EXERCISE GOAL:
Repeat word for word the stretch from "Much talk of" through "Israeli security coordination?" in the commentary on recognizing Palestine below.
PASSAGE PROVIDED section start
Much talk of recognising Palestine, following Macron's latest move. Paul Friesen has some thoughts (via Jerry Coyne):
Let’s start with the simplest geographical question: where is this Palestine Macron plans to recognize? The 1967 lines? Adjusted borders? A demilitarized Gaza under Mahmoud Abbas’ theoretical authority, which he hasn’t been able to exercise even over Ramallah’s traffic lights without Israeli security coordination?
No answer.
A state without borders is either a fantasy or a threat. Fantasy, because you can’t govern what you can’t locate. Threat, because ambiguity is always the friend of maximalism; it gives every faction the right to fill in the map with its preferred crayons—green flags for some, blood-red slogans for others….
PASSAGE PROVIDED section end
DATASET SECTION section start
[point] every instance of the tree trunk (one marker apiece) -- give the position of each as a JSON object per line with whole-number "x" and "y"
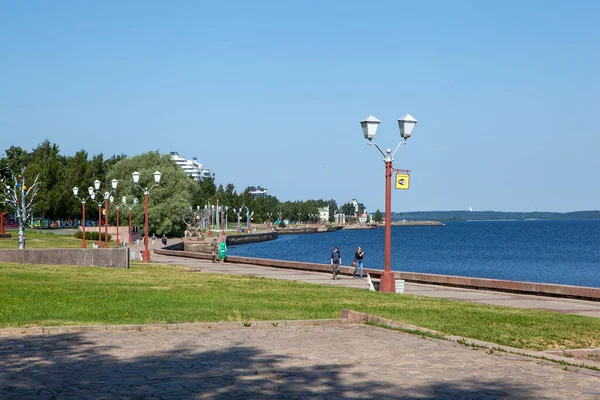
DATASET SECTION section end
FINISHED EXERCISE:
Much talk of recognising Palestine, following Macron's latest move. Paul Friesen has some thoughts (via Jerry Coyne):
Let’s start with the simplest geographical question: where is this Palestine Macron plans to recognize? The 1967 lines? Adjusted borders? A demilitarized Gaza under Mahmoud Abbas’ theoretical authority, which he hasn’t been able to exercise even over Ramallah’s traffic lights without Israeli security coordination?